Most remaining large tracts of native prairie in the U.S. are found in the five states involved in the Sodsaver provision. This region is full of shallow ponds formed by glaciers called "prairie potholes." The lands around these ponds are generally arid and rocky, and while they are well suited to grazing livestock, they are ill-suited for row crops such as corn, wheat and soybeans. More importantly, these lands provide ideal habitat for nesting waterfowl. Millions of ducks are reared in this Prairie Pothole National Priority Area each year and migrate to places like the Chesapeake Bay, Arkansas' Grand Prairie, Louisiana's Gulf Coast and California's Central Valley.

Courtesy Ducks Unlimited
Seems like a no-brainer, doesn't it? States that opt in to Sodsaver would end the moronic practice of rewarding landowners for plowing up valuable prairie habitat that has little agricultural value to begin with. But one must take into account that politicians like these five governors rarely take actions common-sense people would deem appropriate. And that was the case in this instance.
########
| INSTRUCTIONS |
1. Answer these questions from the Sodsaver passage.
(a) What are the shallow ponds formed by glaciers called?
(b) Which row crops are the lands around these ponds ill-suited for?
(c) What practice would states that opt in to Sodsaver end?
2. Set down the Sodsaver passage word for word, from "Courtesy Ducks Unlimited" to "in this instance.".
The records below this passage were drawn from a separate source.

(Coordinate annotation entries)
########
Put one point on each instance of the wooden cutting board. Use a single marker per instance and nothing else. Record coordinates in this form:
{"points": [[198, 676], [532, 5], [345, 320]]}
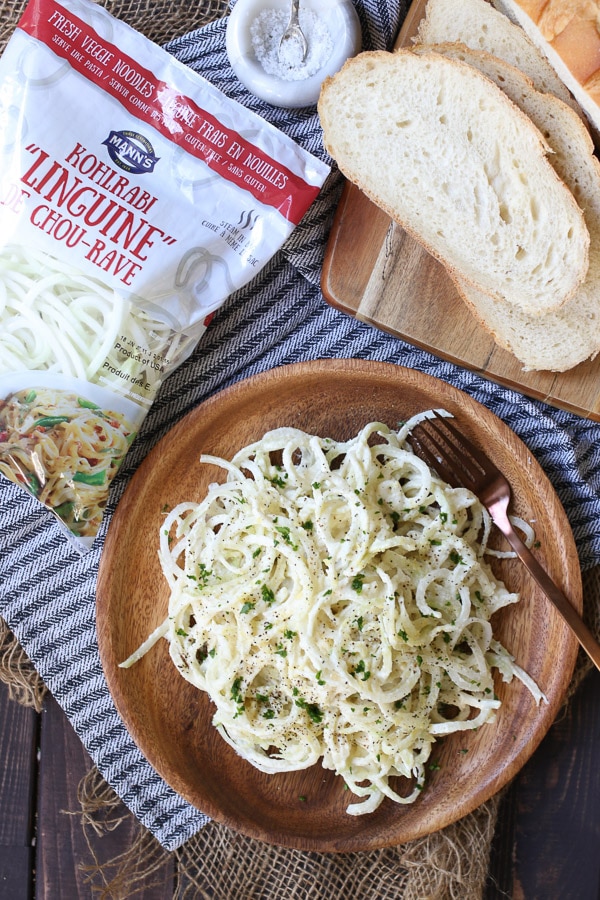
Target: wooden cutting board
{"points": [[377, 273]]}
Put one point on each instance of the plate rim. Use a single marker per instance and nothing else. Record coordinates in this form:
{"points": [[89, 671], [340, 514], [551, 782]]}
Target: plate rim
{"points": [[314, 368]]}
########
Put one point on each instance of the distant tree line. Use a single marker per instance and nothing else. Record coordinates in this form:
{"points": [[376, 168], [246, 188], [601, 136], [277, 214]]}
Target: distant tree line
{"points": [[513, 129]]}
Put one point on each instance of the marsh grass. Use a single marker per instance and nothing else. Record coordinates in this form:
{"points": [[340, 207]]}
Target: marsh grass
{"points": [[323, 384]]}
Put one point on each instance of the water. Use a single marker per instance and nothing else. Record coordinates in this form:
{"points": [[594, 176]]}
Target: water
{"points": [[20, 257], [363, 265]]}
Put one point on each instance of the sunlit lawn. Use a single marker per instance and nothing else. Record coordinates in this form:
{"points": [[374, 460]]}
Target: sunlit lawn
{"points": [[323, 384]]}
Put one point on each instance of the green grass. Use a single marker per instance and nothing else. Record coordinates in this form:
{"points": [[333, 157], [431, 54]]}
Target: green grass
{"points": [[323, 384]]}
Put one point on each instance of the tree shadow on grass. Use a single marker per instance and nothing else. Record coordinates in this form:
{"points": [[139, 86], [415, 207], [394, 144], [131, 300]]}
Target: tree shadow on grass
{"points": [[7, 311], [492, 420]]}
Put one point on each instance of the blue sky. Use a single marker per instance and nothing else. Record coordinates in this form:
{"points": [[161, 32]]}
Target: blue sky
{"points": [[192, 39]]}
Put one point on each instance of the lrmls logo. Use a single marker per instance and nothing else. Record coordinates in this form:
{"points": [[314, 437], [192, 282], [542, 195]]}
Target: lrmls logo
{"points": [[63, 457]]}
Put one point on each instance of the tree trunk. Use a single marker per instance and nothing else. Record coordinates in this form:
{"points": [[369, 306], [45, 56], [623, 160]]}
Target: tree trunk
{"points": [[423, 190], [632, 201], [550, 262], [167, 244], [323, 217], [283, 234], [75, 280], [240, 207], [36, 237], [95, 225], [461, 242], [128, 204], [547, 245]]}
########
| SOLUTIONS PER TASK |
1.
(a) They are called "prairie potholes."
(b) They are ill-suited for corn, wheat and soybeans.
(c) They would end the practice of rewarding landowners for plowing up valuable prairie habitat that has little agricultural value to begin with.

2.
Courtesy Ducks Unlimited
Seems like a no-brainer, doesn't it? States that opt in to Sodsaver would end the moronic practice of rewarding landowners for plowing up valuable prairie habitat that has little agricultural value to begin with. But one must take into account that politicians like these five governors rarely take actions common-sense people would deem appropriate. And that was the case in this instance.